SET OF TASKS ->
1: Answer these from the thread on the Harmony remote Exit button:
(a) Which option in the Harmony app does gilbreen use for Exit on the Harmony One remote?
(b) What did scottfll954 change the exit button to?
(c) According to eldonjon72, what must be done so that zoom works like the TiVo zoom button?
2: From the thread on the Harmony remote Exit button, return word for word the part that opens with the words containing "## scottfll954 (Jul" and closes with "the stop button.".

PROVIDED TEXT ->

# Exit Button for Harmony Remote



## Tony_T (Nov 2, 2017)

I can't seem to find the Exit Button mapping for the Harmony Remote.
"Zoom" is close, but while the TiVo Remote Exit Button will exit out of an App, Zoom will not.
Is it under a different name in the Harmony App used to set-up their remote?


----------



## gilbreen (Sep 5, 2007)

I use the 'Clear' option in the listings in the Harmony app for Exit on my Harmony One remote. Hopefully that does what you are looking for.


----------



## Tony_T (Nov 2, 2017)

Thanks. I got Zoom to work and exit out of Apps. (I probably didn't have it pointed directly at the Bolt before)


----------



## scottfll954 (Jul 31, 2012)

I changed the exit button... to BACK.. if you have Hyda you use the back button alot


----------



## Tony_T (Nov 2, 2017)

Yep, I did the same, and I relocated the clear that was there to the stop button.


----------



## eldonjon72 (Dec 6, 2006)

Delete your Tivo device from Harmony & readd it by Tivo model number - zoom will then work like the Tivo zoom button does. Apparently Tivo changed the command.


----------



## Tony_T (Nov 2, 2017)

I have Exit set up as a screen option on the Harmony.
I mapped "Back" to the exit key on the remote.
The _new_ TiVo VOX remotes have renamed "Zoom" to "Exit" (I found this out by looking at non-Vox remotes (google images). In the MyHarmony set-up "Zoom" was what I was looking for for "Exit"


----------

DATA SECTION ->
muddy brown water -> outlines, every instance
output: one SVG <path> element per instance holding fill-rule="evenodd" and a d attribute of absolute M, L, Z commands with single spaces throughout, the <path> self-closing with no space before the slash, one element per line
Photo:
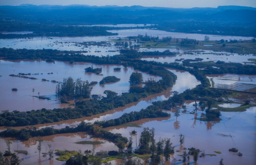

TASK ANSWERS ->
1:
(a) The 'Clear' option.
(b) BACK.
(c) Delete the TiVo device from Harmony and re-add it by TiVo model number.

2:
## scottfll954 (Jul 31, 2012)

I changed the exit button... to BACK.. if you have Hyda you use the back button alot


----------



## Tony_T (Nov 2, 2017)

Yep, I did the same, and I relocated the clear that was there to the stop button.